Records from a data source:
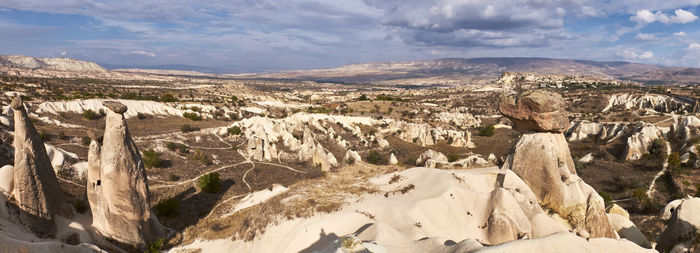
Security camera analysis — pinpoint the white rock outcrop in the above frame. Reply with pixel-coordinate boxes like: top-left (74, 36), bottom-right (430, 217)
top-left (87, 101), bottom-right (165, 248)
top-left (623, 123), bottom-right (663, 160)
top-left (603, 93), bottom-right (681, 112)
top-left (656, 198), bottom-right (700, 252)
top-left (11, 97), bottom-right (73, 237)
top-left (503, 133), bottom-right (617, 238)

- [EXERCISE TASK]
Rewrite the data above with "white rock outcrop" changed to "gray boulder" and every other line left as it is. Leave the pictures out.

- [THE COMPLETED TASK]
Security camera analysis — pinpoint the gray boulder in the above frame. Reply with pixel-coordinate boxes like: top-left (74, 36), bottom-right (430, 217)
top-left (87, 101), bottom-right (165, 248)
top-left (623, 123), bottom-right (663, 160)
top-left (603, 93), bottom-right (681, 112)
top-left (656, 198), bottom-right (700, 252)
top-left (11, 97), bottom-right (73, 237)
top-left (503, 133), bottom-right (617, 238)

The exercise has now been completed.